The task
Somewhere below are a line with "Give the mask of every instance of the window" and a later line with "Give the mask of every instance of the green". Output exactly those lines and all lines between them.
******************************
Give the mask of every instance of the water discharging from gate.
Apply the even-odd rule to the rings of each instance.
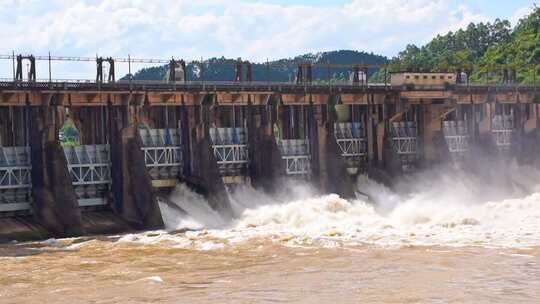
[[[434,170],[395,191],[360,181],[369,203],[239,186],[233,220],[179,185],[160,203],[166,231],[0,246],[0,298],[538,303],[540,174],[524,172]]]
[[[266,237],[285,237],[289,245],[536,246],[538,177],[537,172],[523,175],[515,165],[481,175],[433,170],[409,176],[395,191],[360,180],[370,202],[317,195],[299,181],[284,183],[283,191],[273,196],[240,186],[230,194],[232,221],[180,185],[169,199],[185,212],[163,203],[161,208],[168,230],[198,230],[191,235],[204,235],[205,246],[208,236],[219,240],[218,246]]]

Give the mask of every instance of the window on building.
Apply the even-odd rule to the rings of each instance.
[[[427,75],[424,75],[424,79],[427,79]]]
[[[410,79],[410,78],[411,78],[411,76],[407,75],[407,76],[405,76],[405,78],[407,78],[407,79]]]
[[[441,80],[442,80],[442,79],[444,79],[444,76],[443,76],[443,75],[441,75]]]
[[[420,76],[414,75],[414,79],[420,79]]]
[[[437,76],[431,76],[431,79],[437,79]]]

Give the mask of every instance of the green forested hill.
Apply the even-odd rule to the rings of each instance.
[[[510,23],[471,23],[466,29],[437,36],[423,47],[408,45],[392,62],[396,70],[443,71],[472,67],[488,48],[510,41]]]
[[[373,53],[341,50],[306,54],[295,58],[253,64],[255,81],[291,81],[299,63],[314,64],[388,64],[389,71],[469,71],[471,81],[501,81],[503,71],[515,70],[520,83],[540,82],[540,8],[533,11],[512,28],[507,20],[471,23],[467,28],[446,35],[438,35],[424,46],[408,45],[398,56],[388,61]],[[188,80],[231,81],[235,76],[236,59],[212,58],[205,60],[204,72],[199,65],[189,64]],[[350,68],[319,67],[313,79],[344,80]],[[137,80],[163,80],[167,65],[145,68],[134,74]],[[536,71],[536,72],[535,72]],[[384,73],[370,69],[371,81],[383,81]]]
[[[299,63],[311,62],[313,64],[373,64],[382,65],[387,61],[384,56],[373,53],[341,50],[332,52],[322,52],[317,54],[306,54],[289,59],[280,59],[266,63],[253,63],[254,81],[291,81],[296,76],[296,69]],[[235,77],[236,59],[211,58],[205,60],[203,72],[199,65],[188,64],[188,80],[208,81],[232,81]],[[136,80],[163,80],[166,78],[168,66],[158,66],[141,69],[133,75]],[[315,68],[313,70],[314,81],[326,81],[331,79],[346,79],[350,68]],[[369,70],[371,75],[375,70]]]
[[[540,8],[521,19],[505,43],[489,48],[476,65],[478,77],[497,66],[516,68],[517,81],[531,83],[540,75]],[[536,75],[535,75],[536,74]]]
[[[471,23],[466,29],[439,35],[422,47],[408,45],[389,64],[393,71],[471,72],[472,81],[502,80],[516,71],[521,83],[535,81],[540,63],[540,8],[515,28],[507,20]],[[374,78],[382,79],[380,73]]]

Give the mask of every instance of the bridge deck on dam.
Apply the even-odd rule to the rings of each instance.
[[[209,95],[215,102],[230,105],[267,104],[280,96],[283,104],[327,104],[339,96],[343,104],[383,104],[399,100],[409,103],[455,102],[539,103],[540,86],[454,84],[449,86],[391,86],[369,83],[280,83],[280,82],[0,82],[0,106],[42,105],[55,98],[63,105],[200,105]]]
[[[313,92],[344,91],[355,92],[362,90],[389,90],[390,85],[384,83],[352,84],[346,82],[332,84],[297,84],[293,82],[234,82],[234,81],[117,81],[114,83],[96,83],[92,81],[43,81],[43,82],[13,82],[0,81],[3,90],[52,90],[52,91],[257,91],[257,92]]]
[[[422,86],[420,91],[430,90],[455,90],[455,91],[538,91],[537,85],[523,84],[454,84],[445,88],[438,86]],[[275,81],[126,81],[121,80],[111,83],[97,83],[90,80],[53,80],[53,81],[0,81],[0,90],[40,90],[40,91],[257,91],[257,92],[364,92],[376,91],[401,91],[403,87],[396,87],[385,83],[357,83],[332,82],[332,83],[295,83]],[[407,89],[405,89],[407,90]],[[411,89],[409,89],[411,90]]]

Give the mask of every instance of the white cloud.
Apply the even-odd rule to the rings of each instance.
[[[455,32],[459,29],[466,28],[470,23],[491,22],[493,18],[480,13],[474,13],[467,6],[461,5],[455,10],[451,10],[447,16],[446,22],[443,22],[439,27],[436,27],[431,35],[428,35],[423,43],[429,42],[438,34],[446,34]]]
[[[530,14],[533,10],[533,6],[524,6],[522,8],[517,9],[512,17],[510,17],[510,23],[512,23],[512,26],[516,26],[520,19]]]
[[[391,56],[407,43],[487,19],[444,0],[351,0],[322,7],[245,0],[0,0],[0,53],[261,61],[357,49]]]

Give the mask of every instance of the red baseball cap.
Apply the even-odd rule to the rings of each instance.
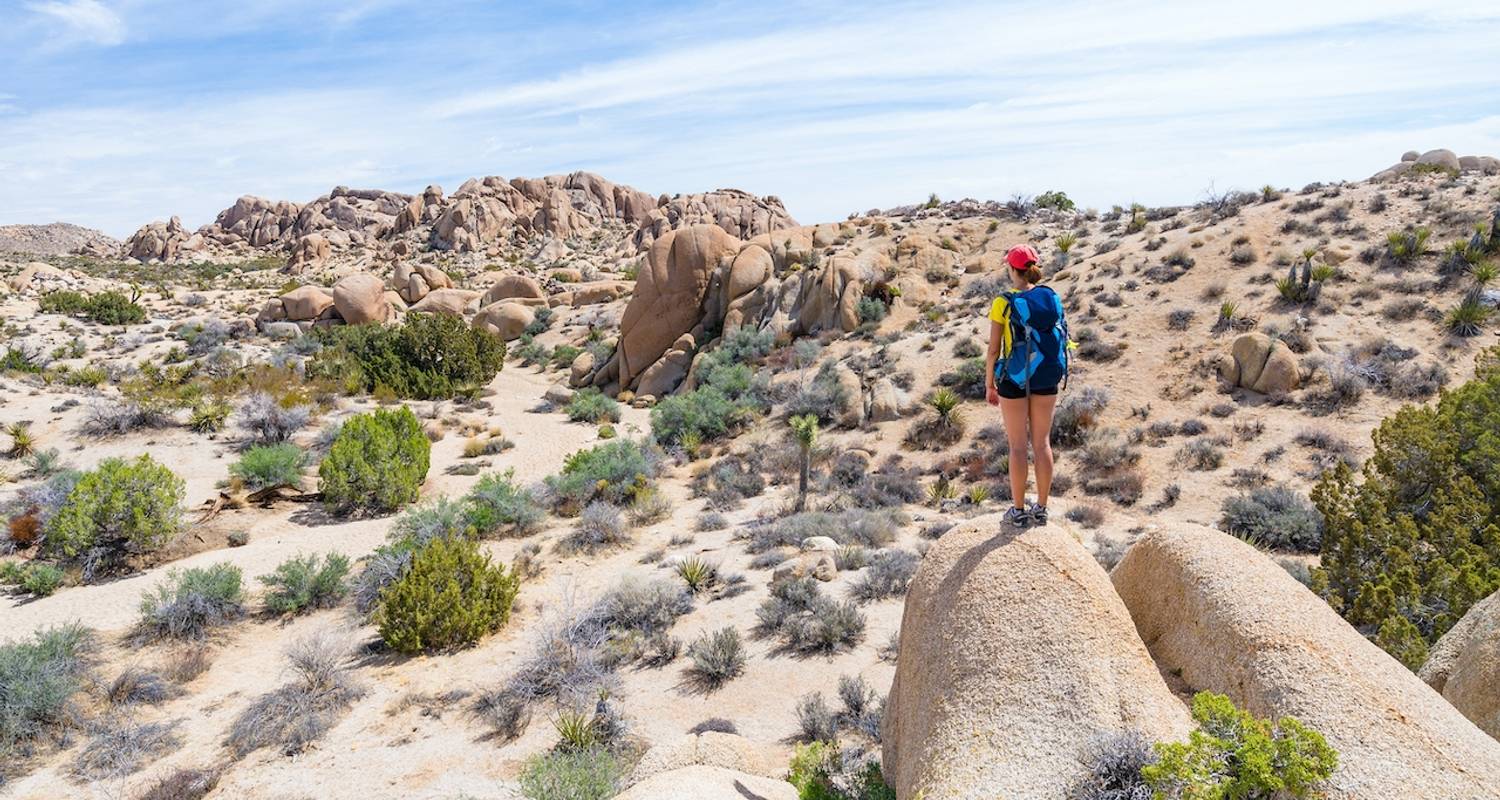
******************************
Written answer
Give the mask of every instance of the window on building.
Apply the even-odd rule to the rings of each instance.
[[[427,75],[424,75],[424,79],[427,79]]]
[[[410,79],[410,78],[411,78],[411,76],[407,75],[407,76],[405,76],[405,78],[407,78],[407,79]]]
[[[441,80],[442,80],[442,79],[444,79],[444,76],[443,76],[443,75],[441,75]]]
[[[420,76],[414,75],[414,79],[420,79]]]
[[[437,76],[431,76],[431,79],[437,79]]]

Give the mask of every instance of the green forested hill.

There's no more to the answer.